- [Fragmento del documento]
════════════════

25 diciembre, 2019

Carta del Párroco:

Apenas se acercan las fechas navideñas, nuestras calles se llenan de luces, estrellas, árboles navideños, belenes. En muchas casas se sacan con cuidado las piezas del nacimiento y se adorna el hogar con toda clase de motivos navideños.

Pocas veces nuestra sociedad adquiere un carácter ornamental tan intenso y festivo. Y sin embargo, ¿qué se encierra tras todos estos símbolos entrañables? ¿Qué lee el hombre actual en esos signos?

Se iluminan las ciudades con toda clase de luces y se encienden los cirios navideños en los hogares, pero apenas le recuerdan a nadie a Aquel que es la Luz del mundo, el que ha venido a iluminar las tinieblas de nuestra existencia.

════════════════

- [Datos proporcionados]

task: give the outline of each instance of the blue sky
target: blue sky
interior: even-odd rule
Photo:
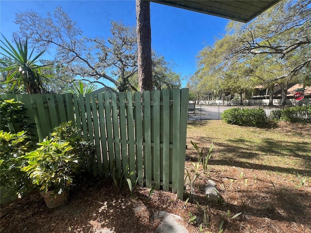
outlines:
[[[76,21],[87,36],[110,35],[110,21],[122,20],[136,25],[135,1],[119,0],[12,0],[0,1],[0,31],[7,38],[18,29],[13,21],[15,14],[33,10],[42,16],[60,6]],[[196,56],[215,38],[221,38],[229,20],[151,2],[152,46],[167,61],[176,65],[174,71],[181,77],[196,70]],[[183,86],[186,84],[183,82]]]

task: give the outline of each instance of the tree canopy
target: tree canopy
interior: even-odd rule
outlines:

════════════════

- [Lo que se pide] Traduce al inglés esta oración de la carta del párroco: «Pocas veces nuestra sociedad adquiere un carácter ornamental tan intenso y festivo.» Las filas no intervienen en este ejercicio.

- [Respuesta al ejercicio] Rarely does our society take on such an intense and festive ornamental character.